Doctors must also often decide if a patient can benefit from a treatment and if it is worth the cost, but they lack clear guidelines. An unsatisfactory situation, according to Daniel Scheidegger, chief anaesthetist at Basel University hospital. “For me it is a societal and political problem,” he told Swiss public radio. “I don’t think that these decisions should lie in the hands of a few doctors. We as a society must discuss this.”

Politicians are wary so far of walking into a potential minefield and as recently as 2010 the government stated it was opposed to the idea. However, a Federal Court decision earlier that year that a treatment costing up to SFr600,000 ($654,000) per year was excessive, and setting a limit of SFr100,000, brought rationing to the forefront. That decision has been criticised as arbitrary, setting a maximum cost on a person’s suffering. But it has also forced healthcare specialists to consider how best to evaluate the benefits of treatments.

- Records from a data-gathering effort -
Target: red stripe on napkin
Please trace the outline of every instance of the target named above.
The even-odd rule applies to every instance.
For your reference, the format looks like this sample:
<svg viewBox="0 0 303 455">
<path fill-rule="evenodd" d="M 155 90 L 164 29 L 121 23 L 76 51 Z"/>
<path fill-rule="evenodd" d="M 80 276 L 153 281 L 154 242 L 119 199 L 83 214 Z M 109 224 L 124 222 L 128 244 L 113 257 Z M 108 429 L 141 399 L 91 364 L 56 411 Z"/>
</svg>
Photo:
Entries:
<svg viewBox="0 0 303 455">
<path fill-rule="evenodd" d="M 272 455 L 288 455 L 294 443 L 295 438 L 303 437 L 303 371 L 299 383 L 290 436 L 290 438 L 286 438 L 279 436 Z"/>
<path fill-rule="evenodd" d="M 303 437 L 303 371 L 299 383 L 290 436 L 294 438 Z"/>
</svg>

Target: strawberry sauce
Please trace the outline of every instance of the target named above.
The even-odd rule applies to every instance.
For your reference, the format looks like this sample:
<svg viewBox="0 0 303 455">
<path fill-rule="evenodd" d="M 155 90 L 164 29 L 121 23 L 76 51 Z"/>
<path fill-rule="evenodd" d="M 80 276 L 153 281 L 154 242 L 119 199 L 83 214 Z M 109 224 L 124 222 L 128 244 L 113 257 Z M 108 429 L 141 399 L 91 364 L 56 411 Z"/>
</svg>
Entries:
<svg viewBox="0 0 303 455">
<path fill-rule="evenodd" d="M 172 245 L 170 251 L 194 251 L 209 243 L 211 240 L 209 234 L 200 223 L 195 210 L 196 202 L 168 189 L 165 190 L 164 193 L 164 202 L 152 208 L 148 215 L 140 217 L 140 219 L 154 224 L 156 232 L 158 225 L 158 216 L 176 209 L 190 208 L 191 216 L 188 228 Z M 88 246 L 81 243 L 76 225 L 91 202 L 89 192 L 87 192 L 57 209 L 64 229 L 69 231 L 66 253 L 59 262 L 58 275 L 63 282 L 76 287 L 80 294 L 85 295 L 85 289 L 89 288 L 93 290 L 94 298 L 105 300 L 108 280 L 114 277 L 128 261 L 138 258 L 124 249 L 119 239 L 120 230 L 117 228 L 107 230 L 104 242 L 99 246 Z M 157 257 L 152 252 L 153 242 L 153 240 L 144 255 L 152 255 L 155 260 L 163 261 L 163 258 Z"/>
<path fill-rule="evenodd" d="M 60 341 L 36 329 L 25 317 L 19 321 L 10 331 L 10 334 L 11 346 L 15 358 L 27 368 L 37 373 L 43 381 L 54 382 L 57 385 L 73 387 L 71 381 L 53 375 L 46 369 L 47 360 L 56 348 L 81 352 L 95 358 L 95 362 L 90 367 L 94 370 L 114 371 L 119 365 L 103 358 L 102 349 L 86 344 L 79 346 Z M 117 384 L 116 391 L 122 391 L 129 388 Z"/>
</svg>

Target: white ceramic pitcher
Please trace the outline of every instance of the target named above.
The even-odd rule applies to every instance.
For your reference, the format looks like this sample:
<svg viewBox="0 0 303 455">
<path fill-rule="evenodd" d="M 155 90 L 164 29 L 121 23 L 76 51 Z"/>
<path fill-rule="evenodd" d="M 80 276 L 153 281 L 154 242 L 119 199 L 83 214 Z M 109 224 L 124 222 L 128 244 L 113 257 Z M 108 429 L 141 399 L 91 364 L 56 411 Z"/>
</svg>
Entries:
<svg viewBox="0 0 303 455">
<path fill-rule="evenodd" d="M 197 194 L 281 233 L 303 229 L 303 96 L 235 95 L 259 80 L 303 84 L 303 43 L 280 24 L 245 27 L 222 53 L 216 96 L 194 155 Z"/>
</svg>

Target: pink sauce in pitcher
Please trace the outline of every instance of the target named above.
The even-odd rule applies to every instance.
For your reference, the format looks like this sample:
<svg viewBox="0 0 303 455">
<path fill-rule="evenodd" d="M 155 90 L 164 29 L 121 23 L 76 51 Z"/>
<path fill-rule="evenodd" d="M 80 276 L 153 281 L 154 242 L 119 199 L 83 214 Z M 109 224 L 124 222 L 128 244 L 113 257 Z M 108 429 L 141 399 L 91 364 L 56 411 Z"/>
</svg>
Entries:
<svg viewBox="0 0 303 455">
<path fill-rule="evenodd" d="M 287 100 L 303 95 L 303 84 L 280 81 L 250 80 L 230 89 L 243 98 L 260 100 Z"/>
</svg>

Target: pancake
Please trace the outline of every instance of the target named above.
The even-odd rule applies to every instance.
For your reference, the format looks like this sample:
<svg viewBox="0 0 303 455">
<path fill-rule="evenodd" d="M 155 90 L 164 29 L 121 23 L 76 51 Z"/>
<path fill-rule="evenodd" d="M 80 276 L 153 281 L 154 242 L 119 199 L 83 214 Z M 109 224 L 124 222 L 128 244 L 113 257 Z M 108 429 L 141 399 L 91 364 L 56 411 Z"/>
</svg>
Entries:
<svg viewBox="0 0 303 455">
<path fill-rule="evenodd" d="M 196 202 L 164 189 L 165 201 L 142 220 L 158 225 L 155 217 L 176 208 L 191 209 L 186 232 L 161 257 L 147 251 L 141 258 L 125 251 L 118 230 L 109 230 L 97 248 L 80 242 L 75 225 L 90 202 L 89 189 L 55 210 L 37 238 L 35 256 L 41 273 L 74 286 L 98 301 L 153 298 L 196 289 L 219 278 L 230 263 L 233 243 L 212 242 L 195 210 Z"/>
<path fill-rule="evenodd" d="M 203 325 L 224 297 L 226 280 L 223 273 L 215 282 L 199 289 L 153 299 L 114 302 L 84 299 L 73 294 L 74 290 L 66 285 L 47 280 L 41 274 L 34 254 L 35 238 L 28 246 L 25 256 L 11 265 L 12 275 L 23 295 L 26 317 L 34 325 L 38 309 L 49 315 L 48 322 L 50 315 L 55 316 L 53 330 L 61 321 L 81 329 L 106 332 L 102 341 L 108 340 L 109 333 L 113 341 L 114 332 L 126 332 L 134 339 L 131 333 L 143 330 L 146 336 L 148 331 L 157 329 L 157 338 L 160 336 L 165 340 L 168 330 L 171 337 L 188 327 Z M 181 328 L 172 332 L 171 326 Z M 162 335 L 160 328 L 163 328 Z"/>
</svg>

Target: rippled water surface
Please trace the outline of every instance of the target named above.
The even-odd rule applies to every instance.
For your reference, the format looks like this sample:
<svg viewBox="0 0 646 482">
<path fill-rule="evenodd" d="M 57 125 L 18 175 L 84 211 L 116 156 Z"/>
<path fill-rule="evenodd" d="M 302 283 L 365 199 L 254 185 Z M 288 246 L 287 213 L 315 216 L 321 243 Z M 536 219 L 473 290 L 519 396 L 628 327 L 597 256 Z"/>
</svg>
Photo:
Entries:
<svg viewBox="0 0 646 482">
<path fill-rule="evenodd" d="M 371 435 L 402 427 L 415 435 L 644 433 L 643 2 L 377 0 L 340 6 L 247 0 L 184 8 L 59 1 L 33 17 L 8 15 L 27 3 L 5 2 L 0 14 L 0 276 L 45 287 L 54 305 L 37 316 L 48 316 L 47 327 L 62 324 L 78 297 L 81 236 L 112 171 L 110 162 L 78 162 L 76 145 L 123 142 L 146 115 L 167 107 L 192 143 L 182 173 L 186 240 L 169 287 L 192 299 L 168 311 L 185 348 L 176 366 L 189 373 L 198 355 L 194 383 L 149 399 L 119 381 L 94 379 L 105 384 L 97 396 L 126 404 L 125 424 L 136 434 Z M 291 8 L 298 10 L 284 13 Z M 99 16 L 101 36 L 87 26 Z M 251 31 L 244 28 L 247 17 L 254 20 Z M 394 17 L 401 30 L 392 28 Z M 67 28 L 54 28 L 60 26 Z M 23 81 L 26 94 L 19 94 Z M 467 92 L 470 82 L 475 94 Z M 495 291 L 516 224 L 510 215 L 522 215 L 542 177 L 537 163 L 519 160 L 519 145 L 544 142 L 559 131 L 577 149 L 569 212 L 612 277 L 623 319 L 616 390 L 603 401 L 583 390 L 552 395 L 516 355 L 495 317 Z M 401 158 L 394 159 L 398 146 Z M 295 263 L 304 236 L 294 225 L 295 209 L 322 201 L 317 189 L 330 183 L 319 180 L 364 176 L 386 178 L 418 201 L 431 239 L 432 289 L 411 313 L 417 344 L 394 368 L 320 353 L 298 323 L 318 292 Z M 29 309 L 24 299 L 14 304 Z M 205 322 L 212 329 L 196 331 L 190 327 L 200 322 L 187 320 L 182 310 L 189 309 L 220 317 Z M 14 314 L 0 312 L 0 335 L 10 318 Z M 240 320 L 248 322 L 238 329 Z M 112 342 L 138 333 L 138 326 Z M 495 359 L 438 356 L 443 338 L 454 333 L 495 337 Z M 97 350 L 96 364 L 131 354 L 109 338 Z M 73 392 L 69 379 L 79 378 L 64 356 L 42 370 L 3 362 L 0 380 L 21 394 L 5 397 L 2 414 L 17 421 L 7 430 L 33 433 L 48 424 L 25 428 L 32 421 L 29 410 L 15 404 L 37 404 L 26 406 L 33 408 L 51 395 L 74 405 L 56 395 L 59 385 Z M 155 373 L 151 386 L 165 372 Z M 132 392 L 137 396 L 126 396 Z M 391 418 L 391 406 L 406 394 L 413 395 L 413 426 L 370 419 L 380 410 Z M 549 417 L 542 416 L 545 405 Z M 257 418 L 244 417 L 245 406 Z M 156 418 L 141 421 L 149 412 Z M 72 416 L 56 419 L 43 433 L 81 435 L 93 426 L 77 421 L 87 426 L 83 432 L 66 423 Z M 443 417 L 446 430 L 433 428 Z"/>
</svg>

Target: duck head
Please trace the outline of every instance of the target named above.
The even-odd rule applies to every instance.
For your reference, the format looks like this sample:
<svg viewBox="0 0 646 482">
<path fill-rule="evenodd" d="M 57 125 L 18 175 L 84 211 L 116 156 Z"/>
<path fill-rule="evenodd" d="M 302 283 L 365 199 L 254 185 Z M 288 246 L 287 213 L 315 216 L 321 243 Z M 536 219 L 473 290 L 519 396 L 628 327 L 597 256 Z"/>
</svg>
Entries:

- Action item A -
Copy the passage on treatment costs from "Politicians are wary" to "benefits of treatments." word for word.
- Action item B -
Continue the passage on the cost of medical treatment in Switzerland, picking up after its final sentence.
You won't need the records for any of this.

- Exercise output A -
Politicians are wary so far of walking into a potential minefield and as recently as 2010 the government stated it was opposed to the idea. However, a Federal Court decision earlier that year that a treatment costing up to SFr600,000 ($654,000) per year was excessive, and setting a limit of SFr100,000, brought rationing to the forefront. That decision has been criticised as arbitrary, setting a maximum cost on a person’s suffering. But it has also forced healthcare specialists to consider how best to evaluate the benefits of treatments.

- Exercise output B -
And what looks to be the coming answer? Quality of Life Adjusted Life Years (QALY), the invidiously discriminatory form of withholding treatment based on subjective quality of life judgmentalism:
A first step has been made with two separate studies recently presented in Bern by the Swiss Academies of Arts and Sciences (SAAS) and the Swiss association of pharmaceutical firms (VIPS), looking at potential criteria for evaluating those benefits. The first, carried out by researchers at the universities of Basel and Zurich, looked at so-called QALYs, or quality-adjusted life-years, and their use in other medical systems...At its simplest, a QALY assumes that one year of life in perfect health has a value of one. Any health problems push that value below one. It could also mean for example that a treatment might be rejected even if increases life expectancy considerably because the quality of life is considered low. Among its advantages are patient input and the fact that it incorporates “social” values.

In other words, popular prejudices become incorporated into healthcare policy.

So, let’s take a gander at the general lay of the Swiss ethical landscape:

  • Healthcare rationing based on discriminatory criteria?—It’s on its way.

  • Assisted suicide?—legal.

  • For profit suicide clinics?—fine and dandy.

  • Constitutional right to assisted side for the mentally ill?—so sayeth the Swiss Supreme Court.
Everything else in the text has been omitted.